WHAT YOU SHOULD DO:
For the records that follow, work out how many lines include "dryer" and give only that count.

SUPPLIED DATA:
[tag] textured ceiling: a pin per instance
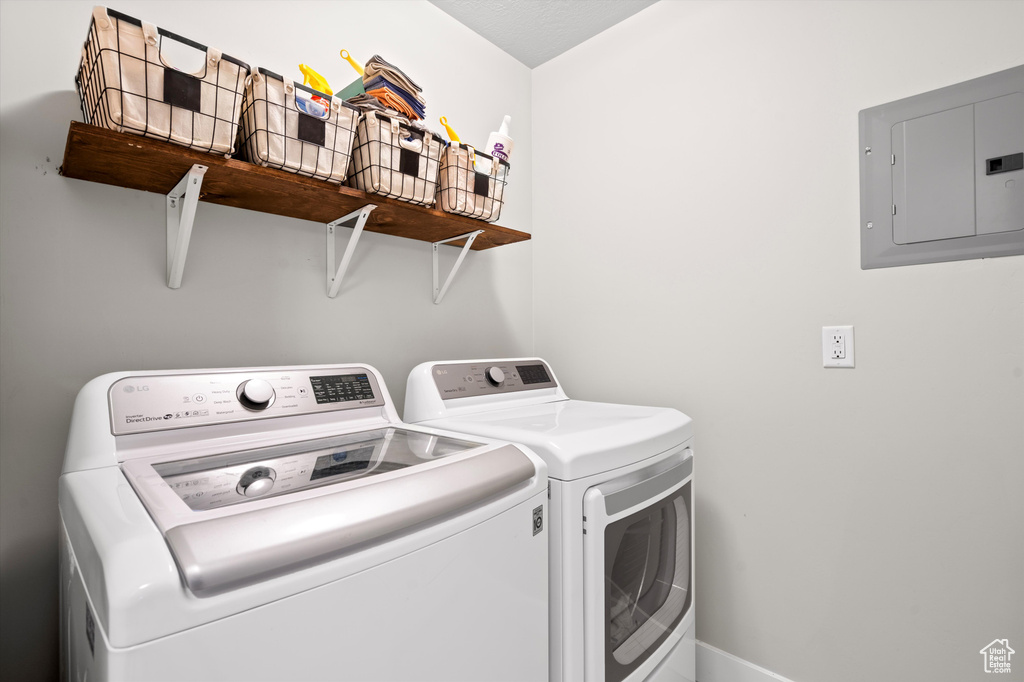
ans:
(535, 31)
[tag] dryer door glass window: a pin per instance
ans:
(647, 581)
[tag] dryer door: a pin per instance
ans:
(638, 570)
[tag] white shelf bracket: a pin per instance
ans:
(469, 237)
(335, 274)
(181, 202)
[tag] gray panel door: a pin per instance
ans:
(933, 176)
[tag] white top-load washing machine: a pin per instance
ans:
(622, 511)
(282, 523)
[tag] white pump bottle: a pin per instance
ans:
(499, 143)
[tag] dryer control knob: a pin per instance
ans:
(495, 376)
(256, 481)
(255, 394)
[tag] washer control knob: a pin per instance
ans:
(255, 394)
(256, 481)
(495, 376)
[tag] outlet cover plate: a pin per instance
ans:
(837, 346)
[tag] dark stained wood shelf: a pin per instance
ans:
(124, 160)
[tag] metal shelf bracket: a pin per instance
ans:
(335, 274)
(181, 202)
(469, 237)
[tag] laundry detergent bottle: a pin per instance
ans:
(499, 143)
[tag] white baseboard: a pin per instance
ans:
(717, 666)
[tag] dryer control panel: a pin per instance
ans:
(491, 377)
(157, 402)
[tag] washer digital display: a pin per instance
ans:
(342, 388)
(532, 374)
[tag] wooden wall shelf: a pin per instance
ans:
(124, 160)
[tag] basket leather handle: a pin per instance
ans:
(152, 35)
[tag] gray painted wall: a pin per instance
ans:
(82, 288)
(696, 228)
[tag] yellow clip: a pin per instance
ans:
(314, 80)
(455, 138)
(355, 65)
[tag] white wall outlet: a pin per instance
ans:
(837, 346)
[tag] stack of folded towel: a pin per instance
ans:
(392, 87)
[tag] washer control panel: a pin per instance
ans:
(142, 403)
(491, 378)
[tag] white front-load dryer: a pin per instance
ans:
(282, 523)
(622, 511)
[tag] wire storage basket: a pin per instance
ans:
(471, 182)
(127, 83)
(394, 159)
(290, 126)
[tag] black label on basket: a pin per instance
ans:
(181, 90)
(480, 184)
(311, 130)
(409, 163)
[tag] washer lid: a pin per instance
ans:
(227, 525)
(579, 438)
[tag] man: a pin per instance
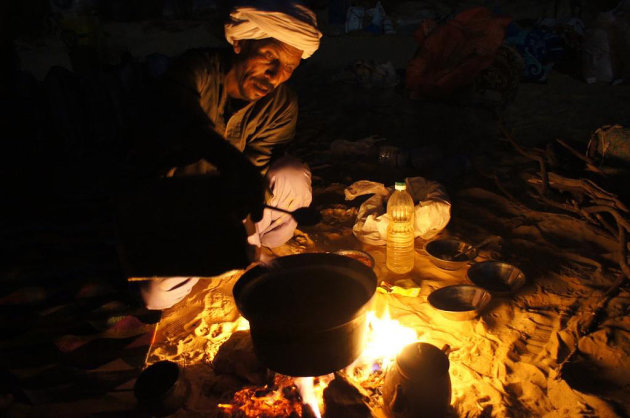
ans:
(231, 113)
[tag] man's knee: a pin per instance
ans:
(290, 181)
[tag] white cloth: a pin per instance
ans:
(290, 183)
(165, 292)
(432, 209)
(287, 21)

ANSWER SPACE:
5